* **DIRECTIONS FOR THIS TASK**
Reprint every entry, character for character.

Top of RECORDS PROVIDED

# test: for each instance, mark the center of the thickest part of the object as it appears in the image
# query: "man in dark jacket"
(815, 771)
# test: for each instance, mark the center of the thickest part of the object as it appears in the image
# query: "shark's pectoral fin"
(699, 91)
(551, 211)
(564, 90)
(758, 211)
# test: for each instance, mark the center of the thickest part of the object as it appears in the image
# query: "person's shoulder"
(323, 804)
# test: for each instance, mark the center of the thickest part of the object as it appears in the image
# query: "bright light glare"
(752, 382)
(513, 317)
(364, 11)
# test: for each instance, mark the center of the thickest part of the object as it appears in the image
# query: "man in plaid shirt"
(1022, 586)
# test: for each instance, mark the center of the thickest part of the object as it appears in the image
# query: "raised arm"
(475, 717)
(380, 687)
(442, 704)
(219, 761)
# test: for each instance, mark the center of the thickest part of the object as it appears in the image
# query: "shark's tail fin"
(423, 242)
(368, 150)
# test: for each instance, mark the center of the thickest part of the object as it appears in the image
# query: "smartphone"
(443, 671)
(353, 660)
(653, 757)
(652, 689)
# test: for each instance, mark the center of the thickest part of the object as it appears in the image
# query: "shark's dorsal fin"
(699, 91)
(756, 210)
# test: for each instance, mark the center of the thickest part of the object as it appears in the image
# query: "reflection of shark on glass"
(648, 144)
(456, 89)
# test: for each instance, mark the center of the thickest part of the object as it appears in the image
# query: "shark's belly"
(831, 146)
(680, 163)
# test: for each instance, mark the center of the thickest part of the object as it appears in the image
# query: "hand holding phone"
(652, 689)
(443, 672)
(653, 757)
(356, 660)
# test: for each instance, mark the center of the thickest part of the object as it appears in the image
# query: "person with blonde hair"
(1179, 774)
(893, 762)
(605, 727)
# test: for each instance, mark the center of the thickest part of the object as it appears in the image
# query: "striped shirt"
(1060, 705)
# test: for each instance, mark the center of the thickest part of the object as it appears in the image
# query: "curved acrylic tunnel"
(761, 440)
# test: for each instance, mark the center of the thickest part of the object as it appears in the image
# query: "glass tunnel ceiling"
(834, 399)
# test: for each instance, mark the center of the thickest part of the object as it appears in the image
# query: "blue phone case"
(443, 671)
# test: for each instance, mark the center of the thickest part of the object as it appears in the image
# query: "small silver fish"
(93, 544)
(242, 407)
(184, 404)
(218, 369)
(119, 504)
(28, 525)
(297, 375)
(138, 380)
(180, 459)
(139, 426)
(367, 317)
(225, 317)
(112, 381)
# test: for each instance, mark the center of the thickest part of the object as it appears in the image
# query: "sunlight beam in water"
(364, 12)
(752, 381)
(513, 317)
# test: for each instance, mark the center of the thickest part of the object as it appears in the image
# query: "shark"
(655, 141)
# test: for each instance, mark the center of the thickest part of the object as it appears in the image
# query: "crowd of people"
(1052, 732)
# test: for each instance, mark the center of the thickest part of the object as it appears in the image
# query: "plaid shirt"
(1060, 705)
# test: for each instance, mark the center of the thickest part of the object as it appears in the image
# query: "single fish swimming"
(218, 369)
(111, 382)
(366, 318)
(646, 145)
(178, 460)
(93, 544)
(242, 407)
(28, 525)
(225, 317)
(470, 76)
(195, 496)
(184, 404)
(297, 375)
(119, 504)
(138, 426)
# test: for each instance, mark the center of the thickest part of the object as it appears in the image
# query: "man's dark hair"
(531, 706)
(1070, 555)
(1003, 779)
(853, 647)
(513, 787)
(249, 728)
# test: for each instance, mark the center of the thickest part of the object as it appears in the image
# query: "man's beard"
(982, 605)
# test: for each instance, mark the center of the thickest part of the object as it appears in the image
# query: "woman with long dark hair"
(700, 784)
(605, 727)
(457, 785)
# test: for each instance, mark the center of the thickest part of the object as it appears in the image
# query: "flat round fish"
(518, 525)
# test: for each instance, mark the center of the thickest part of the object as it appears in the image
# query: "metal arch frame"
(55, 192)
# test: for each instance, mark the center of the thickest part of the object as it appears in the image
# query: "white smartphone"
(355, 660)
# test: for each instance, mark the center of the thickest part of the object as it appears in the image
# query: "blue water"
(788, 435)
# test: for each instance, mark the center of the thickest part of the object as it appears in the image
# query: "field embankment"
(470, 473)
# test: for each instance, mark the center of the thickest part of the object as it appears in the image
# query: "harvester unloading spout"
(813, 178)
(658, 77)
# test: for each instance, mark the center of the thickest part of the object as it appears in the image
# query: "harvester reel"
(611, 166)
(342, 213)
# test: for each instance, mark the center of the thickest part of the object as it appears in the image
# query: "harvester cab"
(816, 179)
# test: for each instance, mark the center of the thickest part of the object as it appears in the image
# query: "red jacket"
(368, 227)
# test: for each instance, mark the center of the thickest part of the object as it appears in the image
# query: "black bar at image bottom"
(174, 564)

Bottom of RECORDS PROVIDED

* **COMPLETED EXERCISE**
# test: for each instance, mark the center of the thickest part of the object as it appears in the image
# query: "man in dark jacket"
(815, 771)
# test: for each instance, mark the center of the thickest part of the object as it appears in the image
# query: "shark's pectoral fin"
(699, 91)
(551, 211)
(564, 90)
(758, 211)
# test: for each instance, mark the center of the thickest part of the object as it appears in the image
# query: "person's shoulder"
(323, 804)
# test: for each instance, mark the center of the thickest part of the object as it appears in the image
# query: "bright light glare"
(752, 382)
(513, 317)
(364, 11)
# test: for each instance, mark the center of the thickest part of the object as it appears in the image
# query: "man in plaid shirt"
(1022, 586)
# test: for each instance, mark the center of the thickest part of the object as it appears in the image
# query: "raised arm"
(475, 717)
(380, 687)
(442, 704)
(219, 761)
# test: for each instance, mark the center of the thickest part of the object as it appears in the image
# query: "shark's tail fin"
(423, 242)
(368, 150)
# test: for each instance, mark the center of the thickest part of the object as it appears in the image
# query: "smartphone"
(443, 671)
(353, 660)
(653, 757)
(652, 689)
# test: for each instance, mark the center of the thickest part of the object as it appears in the image
# query: "shark's dorsal fin"
(699, 91)
(756, 210)
# test: for each instance, mark the center of the thickest part of the object as it appears in the image
# query: "reflection of shark on glass"
(648, 144)
(456, 89)
# test: for each instance, mark the center of the thickest part of the object as it appears in the image
# query: "shark's belly"
(831, 146)
(680, 163)
# test: for each instance, mark the center of the thickest part of the object as it appears in the image
# query: "hand holding phone"
(652, 689)
(443, 672)
(653, 757)
(356, 660)
# test: for each instance, mark the center of the thickest part of the object as it appears in the image
# query: "person with blonde hair"
(1179, 774)
(893, 762)
(605, 727)
# test: for each instance, mark the center of the thickest part of the object as it appears in the image
# query: "striped shirt"
(1060, 705)
# test: for each instance, mark the center of the thickest part of the object as it appears in the image
# query: "curved acrylic tunnel"
(761, 440)
# test: for each instance, mark the center of the thickest part of the object as it appears in the image
# query: "glass tunnel ceiling"
(834, 399)
# test: for each instance, mark the center of the thickest part of the object as it appears in the image
# query: "blue phone case"
(443, 671)
# test: for each instance, mark the center of the thickest part of the object as it appears in the image
# query: "small silver fish"
(93, 544)
(242, 407)
(184, 404)
(218, 369)
(119, 504)
(28, 525)
(297, 375)
(138, 380)
(180, 459)
(139, 426)
(367, 317)
(225, 317)
(112, 381)
# test: for each instance, mark the center of the thickest part of the object as it appears in the image
# query: "sunlight beam in water"
(364, 12)
(752, 381)
(513, 317)
# test: for each instance, mark the center of the thickest part of the object as it appears in the image
# query: "shark"
(655, 141)
# test: for each instance, mark the center of the thickest part of the object as it appears in the image
# query: "crowd of people"
(1052, 732)
# test: for each instance, mark the center of the thickest part of the object as it appears in the image
# query: "plaid shirt"
(1060, 705)
# test: for each instance, mark the center of the thickest part of the object as it appears in the image
# query: "single fish swimming"
(218, 369)
(111, 382)
(366, 318)
(646, 145)
(178, 460)
(93, 544)
(242, 407)
(28, 525)
(225, 317)
(470, 76)
(195, 496)
(184, 404)
(297, 375)
(119, 504)
(138, 426)
# test: for each instance, mark the center of the thickest part of the object as it appears in the image
# query: "man's dark hair"
(531, 706)
(1070, 555)
(1003, 779)
(853, 647)
(513, 787)
(249, 728)
# test: for each instance, mark the center of the thickest part of the object as it appears in the image
# query: "man's beard"
(982, 605)
# test: for each instance, mark the center of the thickest part of the object as it appears in the image
# query: "woman with long dark hair"
(700, 784)
(605, 727)
(457, 785)
# test: for each instance, mark the center of the thickest part of the object as it appears in the image
# query: "flat round fish"
(518, 525)
# test: for each instance, mark the center of the thickest part of the object as it appears in the image
# query: "metal arch frame"
(55, 192)
# test: for each instance, mark the center of the thickest part of the object as it appears in the image
# query: "white smartphone"
(355, 660)
# test: for each instance, mark the center of the thickest part of the object as it appears in the image
# query: "blue water"
(788, 435)
# test: for each instance, mark the center of the thickest part of the object as it appears in the image
# query: "field embankment"
(470, 473)
# test: for each instance, mark the center of the thickest part of the object as it appears in the image
# query: "harvester unloading spout"
(813, 178)
(658, 77)
# test: for each instance, mark the center of the thickest part of the object as it appears in the image
# query: "harvester reel"
(611, 166)
(342, 213)
# test: for each instance, mark the center of the thickest part of the object as it appears in the image
# query: "harvester cab"
(816, 179)
# test: for each instance, mark the center of the thickest part of the object as it appears in the image
# query: "red jacket"
(368, 227)
# test: for each instance, mark the center of the thickest part of the object as it appears in the image
# query: "black bar at image bottom"
(174, 564)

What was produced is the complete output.